Data listing
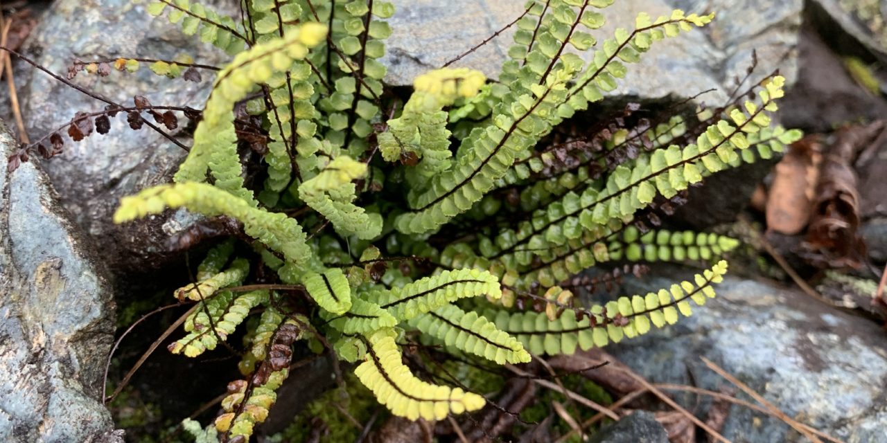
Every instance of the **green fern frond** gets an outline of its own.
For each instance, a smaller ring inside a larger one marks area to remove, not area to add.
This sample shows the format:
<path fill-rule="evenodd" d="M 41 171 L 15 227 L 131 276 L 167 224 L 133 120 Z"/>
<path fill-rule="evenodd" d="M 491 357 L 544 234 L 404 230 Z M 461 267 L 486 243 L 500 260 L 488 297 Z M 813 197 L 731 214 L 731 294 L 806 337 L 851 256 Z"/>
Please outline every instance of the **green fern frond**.
<path fill-rule="evenodd" d="M 583 4 L 583 11 L 587 4 Z M 507 173 L 514 159 L 529 155 L 529 148 L 554 125 L 572 116 L 575 111 L 585 109 L 590 101 L 601 99 L 600 89 L 616 89 L 614 77 L 621 78 L 625 73 L 619 60 L 637 61 L 638 51 L 647 51 L 651 41 L 672 36 L 692 26 L 703 26 L 713 18 L 695 14 L 685 17 L 682 12 L 675 11 L 671 19 L 663 17 L 648 25 L 648 17 L 640 17 L 634 33 L 618 29 L 616 38 L 605 41 L 604 48 L 595 52 L 593 66 L 580 74 L 582 60 L 563 52 L 563 48 L 574 35 L 577 25 L 591 16 L 584 12 L 568 12 L 572 9 L 566 4 L 559 11 L 562 14 L 553 12 L 553 21 L 569 24 L 550 23 L 552 31 L 543 32 L 538 47 L 527 54 L 523 66 L 518 67 L 516 60 L 503 66 L 502 82 L 508 84 L 510 90 L 494 108 L 491 124 L 474 129 L 462 141 L 459 152 L 464 155 L 457 159 L 451 170 L 433 177 L 428 190 L 420 193 L 411 190 L 408 201 L 412 210 L 396 218 L 398 230 L 433 231 L 470 209 Z M 580 85 L 568 89 L 569 82 L 574 81 Z M 577 94 L 580 91 L 582 94 Z"/>
<path fill-rule="evenodd" d="M 354 370 L 360 382 L 392 414 L 410 420 L 441 420 L 449 414 L 483 407 L 486 400 L 480 395 L 416 378 L 402 361 L 395 335 L 392 330 L 386 329 L 370 336 L 365 361 Z"/>
<path fill-rule="evenodd" d="M 220 271 L 194 284 L 179 288 L 176 290 L 174 294 L 179 301 L 185 299 L 202 301 L 221 288 L 240 284 L 248 272 L 249 261 L 247 261 L 246 259 L 237 259 L 224 271 Z"/>
<path fill-rule="evenodd" d="M 678 321 L 678 313 L 692 314 L 690 300 L 705 304 L 715 296 L 712 284 L 720 283 L 726 273 L 726 261 L 721 260 L 710 269 L 694 277 L 695 284 L 681 282 L 668 290 L 649 292 L 645 297 L 621 297 L 605 306 L 595 305 L 577 320 L 577 312 L 565 309 L 555 321 L 541 313 L 510 314 L 504 310 L 485 313 L 496 326 L 517 338 L 531 354 L 573 354 L 577 347 L 587 350 L 602 347 L 623 338 L 633 338 L 650 330 L 650 324 L 661 328 Z"/>
<path fill-rule="evenodd" d="M 475 312 L 445 305 L 412 318 L 410 326 L 446 346 L 463 350 L 487 360 L 505 363 L 526 363 L 530 354 L 520 341 L 496 329 L 496 325 Z"/>
<path fill-rule="evenodd" d="M 366 297 L 403 322 L 459 299 L 481 295 L 501 297 L 498 279 L 486 271 L 455 269 L 416 280 L 400 289 L 373 291 Z"/>
<path fill-rule="evenodd" d="M 216 186 L 255 206 L 240 176 L 233 105 L 275 73 L 286 71 L 294 60 L 303 59 L 308 49 L 316 46 L 326 35 L 323 25 L 306 23 L 285 37 L 257 44 L 238 54 L 219 72 L 203 110 L 203 120 L 194 131 L 194 144 L 176 173 L 175 181 L 204 182 L 208 168 L 216 178 Z M 307 78 L 309 73 L 305 74 Z"/>
<path fill-rule="evenodd" d="M 370 335 L 376 330 L 397 325 L 397 319 L 379 305 L 357 297 L 351 302 L 351 308 L 343 315 L 326 315 L 330 327 L 348 335 Z"/>
<path fill-rule="evenodd" d="M 207 183 L 161 184 L 124 197 L 114 212 L 114 222 L 122 223 L 177 207 L 186 207 L 208 217 L 234 218 L 243 223 L 247 235 L 282 253 L 296 266 L 304 266 L 311 258 L 305 233 L 294 219 L 253 207 L 247 201 Z"/>
<path fill-rule="evenodd" d="M 255 424 L 268 418 L 268 410 L 277 401 L 277 391 L 287 379 L 288 369 L 272 372 L 268 381 L 261 386 L 253 386 L 246 398 L 247 381 L 238 380 L 228 384 L 228 396 L 222 400 L 224 414 L 216 417 L 216 430 L 224 432 L 229 438 L 243 437 L 246 439 L 253 435 Z M 240 404 L 246 401 L 242 410 L 238 414 Z"/>
<path fill-rule="evenodd" d="M 299 186 L 299 197 L 343 234 L 371 239 L 382 229 L 382 218 L 352 203 L 357 198 L 354 180 L 366 175 L 366 164 L 348 156 L 337 157 L 310 180 Z"/>
<path fill-rule="evenodd" d="M 483 86 L 485 77 L 467 68 L 443 68 L 416 77 L 415 91 L 400 117 L 388 120 L 389 129 L 379 134 L 379 151 L 388 161 L 415 155 L 419 164 L 407 171 L 411 189 L 423 189 L 428 179 L 450 167 L 451 132 L 444 106 L 470 98 Z"/>
<path fill-rule="evenodd" d="M 309 271 L 302 281 L 320 307 L 335 315 L 344 314 L 351 308 L 351 288 L 341 269 L 332 268 L 322 273 Z"/>
<path fill-rule="evenodd" d="M 172 354 L 196 357 L 207 350 L 216 349 L 219 340 L 224 341 L 243 323 L 249 310 L 268 300 L 267 291 L 254 291 L 239 294 L 223 291 L 206 302 L 206 311 L 200 309 L 185 321 L 184 330 L 190 331 L 169 346 Z M 213 326 L 215 325 L 215 329 Z"/>
<path fill-rule="evenodd" d="M 230 55 L 240 52 L 246 46 L 243 27 L 231 17 L 221 15 L 200 4 L 190 0 L 158 0 L 149 4 L 147 11 L 153 16 L 169 11 L 167 19 L 173 24 L 181 22 L 182 32 L 185 35 L 193 35 L 200 30 L 201 41 Z"/>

Exercise requirements
Please identify every line in the listing above that contains the word "fern", and copy each of those lines in full.

Task result
Every instance of the **green fern frond** gets an outline of its own.
Please outline every instance of the **green fern frond**.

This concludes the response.